-------- Given text

Post Thu Feb 19, 2015 5:31 pm

Re: Negative values in CyTOF

Thanks Erin for weighing in with that useful advice.

Chad, the randomisation and transformation (and they really do go hand in hand with plots for conventional gating) are important for the axis on which you measure them. You would have a single "bin" covering approx 0-78 on the first pixel if you used a linear axis of say 128 pixels to cover a data range of 10,000 points. Moving to log, bi-ex, ArcSinh obviously drives down the density of discrete values represented at the low end of the axis, but doesn't change the data - and those data treatments allow us to visualise populations.

I found that one software I tried (I think it was FlowJo of the Mac-lineage, around version 8 or 9) added it's own randomisation, presumably to deal with picket-fencing artefacts. That was more alarming because it was being applied to already randomised data.

See the .txt files you are generating as the intermediary between raw and .fcs - that is why we also supply these to our users in case they are interested. They don't have the randomisation applied, so you just get integer values. Then when you convert it using default settings you split the integer, for example at zero, only between -1 and 1. If you have dim signals at say 10, positive at 100 and bright at 1000 will your randomisation in that range make a difference? In fact I would be alarmed if a clustering algorithm found the values in that range significantly different from each other even around zero when you will have, to paraphrase Erin, some events 'below measurable'. Or the events which we know from experience will pick up a count or two from coincidence due to no-longer-cell-associated particles in the water simultaneously entering the ion cloud. And it is unlikely that you are worrying about the randomisation that happens at 1000!

----------------
-------- Excerpted data

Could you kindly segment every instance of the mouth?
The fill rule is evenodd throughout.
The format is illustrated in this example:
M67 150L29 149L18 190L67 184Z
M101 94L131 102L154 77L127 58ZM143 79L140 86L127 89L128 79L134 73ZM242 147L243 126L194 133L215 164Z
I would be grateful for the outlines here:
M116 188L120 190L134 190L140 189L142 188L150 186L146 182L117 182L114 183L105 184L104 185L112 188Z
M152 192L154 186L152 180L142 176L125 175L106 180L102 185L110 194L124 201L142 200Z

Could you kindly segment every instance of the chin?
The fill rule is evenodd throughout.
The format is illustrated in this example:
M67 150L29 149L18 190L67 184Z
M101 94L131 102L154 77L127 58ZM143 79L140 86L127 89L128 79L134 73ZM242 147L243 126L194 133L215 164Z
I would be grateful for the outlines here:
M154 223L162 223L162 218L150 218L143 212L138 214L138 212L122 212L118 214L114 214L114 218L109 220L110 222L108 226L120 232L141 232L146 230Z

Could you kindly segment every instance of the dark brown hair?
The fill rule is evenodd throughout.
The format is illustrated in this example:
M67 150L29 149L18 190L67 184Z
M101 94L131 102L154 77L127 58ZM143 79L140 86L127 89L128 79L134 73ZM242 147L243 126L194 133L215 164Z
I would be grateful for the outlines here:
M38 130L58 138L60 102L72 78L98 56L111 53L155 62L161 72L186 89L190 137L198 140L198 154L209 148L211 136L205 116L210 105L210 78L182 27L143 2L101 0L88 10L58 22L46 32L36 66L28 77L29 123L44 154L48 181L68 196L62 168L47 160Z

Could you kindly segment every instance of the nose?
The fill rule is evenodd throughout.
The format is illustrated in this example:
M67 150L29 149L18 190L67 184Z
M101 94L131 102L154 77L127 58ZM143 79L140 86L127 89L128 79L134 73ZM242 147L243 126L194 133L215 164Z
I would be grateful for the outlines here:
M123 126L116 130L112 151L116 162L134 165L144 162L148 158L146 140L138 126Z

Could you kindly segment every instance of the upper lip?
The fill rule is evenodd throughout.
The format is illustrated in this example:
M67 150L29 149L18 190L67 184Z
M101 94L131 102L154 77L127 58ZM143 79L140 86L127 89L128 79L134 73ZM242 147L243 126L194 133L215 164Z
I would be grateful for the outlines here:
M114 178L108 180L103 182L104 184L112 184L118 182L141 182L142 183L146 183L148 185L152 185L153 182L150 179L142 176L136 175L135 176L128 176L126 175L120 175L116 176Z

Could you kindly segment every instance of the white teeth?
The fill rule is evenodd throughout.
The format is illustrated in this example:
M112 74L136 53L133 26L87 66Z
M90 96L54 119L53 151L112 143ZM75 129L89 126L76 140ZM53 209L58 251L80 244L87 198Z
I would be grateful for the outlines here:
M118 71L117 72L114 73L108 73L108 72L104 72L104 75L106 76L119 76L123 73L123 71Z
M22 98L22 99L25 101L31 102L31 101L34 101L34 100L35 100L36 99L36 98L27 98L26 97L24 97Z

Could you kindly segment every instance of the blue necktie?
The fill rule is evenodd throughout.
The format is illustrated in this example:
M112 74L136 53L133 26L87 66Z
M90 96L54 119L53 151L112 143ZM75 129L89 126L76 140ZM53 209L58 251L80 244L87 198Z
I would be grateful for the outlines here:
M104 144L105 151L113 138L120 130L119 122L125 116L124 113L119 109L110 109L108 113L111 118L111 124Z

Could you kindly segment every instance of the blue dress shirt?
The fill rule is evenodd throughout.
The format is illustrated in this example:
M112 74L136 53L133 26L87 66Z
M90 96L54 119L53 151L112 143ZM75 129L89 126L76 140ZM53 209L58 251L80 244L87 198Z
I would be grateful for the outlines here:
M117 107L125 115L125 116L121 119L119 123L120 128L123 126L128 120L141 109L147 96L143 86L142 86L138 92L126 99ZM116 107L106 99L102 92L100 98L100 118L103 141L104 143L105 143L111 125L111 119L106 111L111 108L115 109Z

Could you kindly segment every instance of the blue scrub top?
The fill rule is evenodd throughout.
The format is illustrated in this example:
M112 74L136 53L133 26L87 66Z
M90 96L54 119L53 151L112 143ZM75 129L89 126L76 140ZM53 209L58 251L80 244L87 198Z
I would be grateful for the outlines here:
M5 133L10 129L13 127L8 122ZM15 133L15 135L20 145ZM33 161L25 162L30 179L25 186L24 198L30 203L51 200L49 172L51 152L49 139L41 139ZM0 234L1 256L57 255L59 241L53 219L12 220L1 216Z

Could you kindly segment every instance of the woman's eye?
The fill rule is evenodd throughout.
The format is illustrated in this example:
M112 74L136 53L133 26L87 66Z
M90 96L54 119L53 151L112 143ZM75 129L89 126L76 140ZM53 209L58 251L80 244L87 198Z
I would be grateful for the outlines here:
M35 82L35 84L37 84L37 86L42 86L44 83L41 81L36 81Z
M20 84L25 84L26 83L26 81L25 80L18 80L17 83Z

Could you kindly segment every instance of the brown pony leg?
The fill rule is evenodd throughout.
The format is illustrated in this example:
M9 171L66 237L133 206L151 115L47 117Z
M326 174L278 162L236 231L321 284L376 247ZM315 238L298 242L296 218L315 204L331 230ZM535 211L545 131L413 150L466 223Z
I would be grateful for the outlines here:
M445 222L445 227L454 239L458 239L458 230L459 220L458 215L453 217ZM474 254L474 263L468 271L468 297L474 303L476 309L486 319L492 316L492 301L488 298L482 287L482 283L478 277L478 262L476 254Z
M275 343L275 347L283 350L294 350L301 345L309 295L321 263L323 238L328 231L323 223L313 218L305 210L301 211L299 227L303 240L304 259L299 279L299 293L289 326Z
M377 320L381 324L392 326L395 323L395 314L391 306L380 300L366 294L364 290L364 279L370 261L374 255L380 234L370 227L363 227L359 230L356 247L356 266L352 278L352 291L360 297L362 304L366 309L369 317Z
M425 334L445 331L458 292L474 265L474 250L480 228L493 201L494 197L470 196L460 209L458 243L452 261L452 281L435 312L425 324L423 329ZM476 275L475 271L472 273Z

----------------

Work to do:
a: Answer these from the forum post on negative values in CyTOF:
(i) On a linear axis of 128 pixels covering 10,000 points, about what range would the single bin on the first pixel cover?
(ii) What kind of values do the .txt files between raw data and .fcs contain?
(iii) With default conversion settings, between what two values is an integer at zero split?
b: Quote the forum post from "Chad, the randomisation" up to and including "already randomised data.".
The data stand apart from the forum post and are separate material.

The results:
a:
(i) Approximately 0-78.
(ii) Integer values, without randomisation applied.
(iii) Between -1 and 1.

b:
Chad, the randomisation and transformation (and they really do go hand in hand with plots for conventional gating) are important for the axis on which you measure them. You would have a single "bin" covering approx 0-78 on the first pixel if you used a linear axis of say 128 pixels to cover a data range of 10,000 points. Moving to log, bi-ex, ArcSinh obviously drives down the density of discrete values represented at the low end of the axis, but doesn't change the data - and those data treatments allow us to visualise populations.

I found that one software I tried (I think it was FlowJo of the Mac-lineage, around version 8 or 9) added it's own randomisation, presumably to deal with picket-fencing artefacts. That was more alarming because it was being applied to already randomised data.